## Start
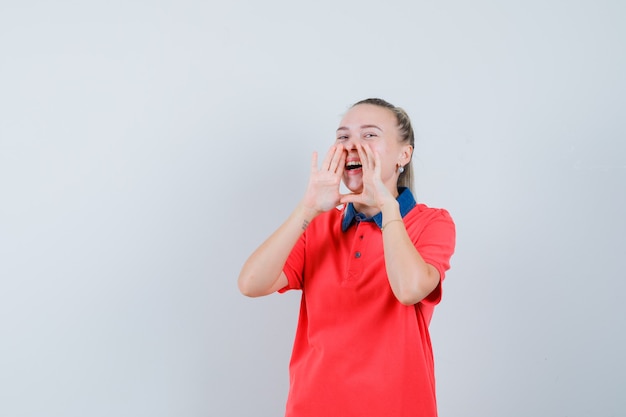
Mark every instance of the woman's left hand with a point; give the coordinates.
(374, 193)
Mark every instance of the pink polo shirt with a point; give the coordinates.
(358, 351)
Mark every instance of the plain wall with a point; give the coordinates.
(147, 147)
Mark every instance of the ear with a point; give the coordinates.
(406, 154)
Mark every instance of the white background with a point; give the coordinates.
(147, 147)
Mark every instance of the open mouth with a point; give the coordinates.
(353, 165)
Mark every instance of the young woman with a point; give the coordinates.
(370, 266)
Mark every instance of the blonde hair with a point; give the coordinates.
(406, 135)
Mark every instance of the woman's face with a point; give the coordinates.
(376, 127)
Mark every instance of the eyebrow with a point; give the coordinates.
(362, 127)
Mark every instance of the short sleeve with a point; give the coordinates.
(436, 245)
(294, 266)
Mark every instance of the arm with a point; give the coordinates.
(262, 273)
(410, 277)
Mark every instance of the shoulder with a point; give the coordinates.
(326, 221)
(422, 217)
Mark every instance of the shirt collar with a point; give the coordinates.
(350, 215)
## End
→ STATED EXERCISE: Rewrite all the rows above, replacing "with a point" with "with a dot" and keeping everything else unchanged. Leave the pictures out.

→ TASK OUTPUT:
Mark every instance of the woman's left hand with a dot; give the coordinates.
(374, 193)
Mark every instance of the pink polo shirt with a dot; give the coordinates.
(358, 351)
Mark every instance of the plain wall with a dot; give the coordinates.
(147, 147)
Mark every instance of the ear with a dot; give the coordinates.
(406, 154)
Mark every instance of the white background with a dot; give the coordinates.
(147, 147)
Mark every instance of the open mouth with a dot; give the coordinates.
(353, 165)
Mark every instance of the young woman with a dot; give the coordinates.
(370, 266)
Mark every instance of the blonde hair with a dot; give the coordinates.
(406, 135)
Mark every instance of the woman's face with a dot; give the coordinates.
(376, 127)
Mark every instance of the eyebrow with a dot; give the coordinates.
(362, 127)
Mark every instance of the short sleeve with a dot; give the coordinates.
(436, 245)
(294, 266)
Mark every instance of the arm with a dot; give the coordinates.
(262, 273)
(410, 277)
Mark every instance of the shoulder with a dot; give the coordinates.
(326, 221)
(422, 217)
Mark every instance of the shirt collar with a dot; give the coordinates.
(350, 215)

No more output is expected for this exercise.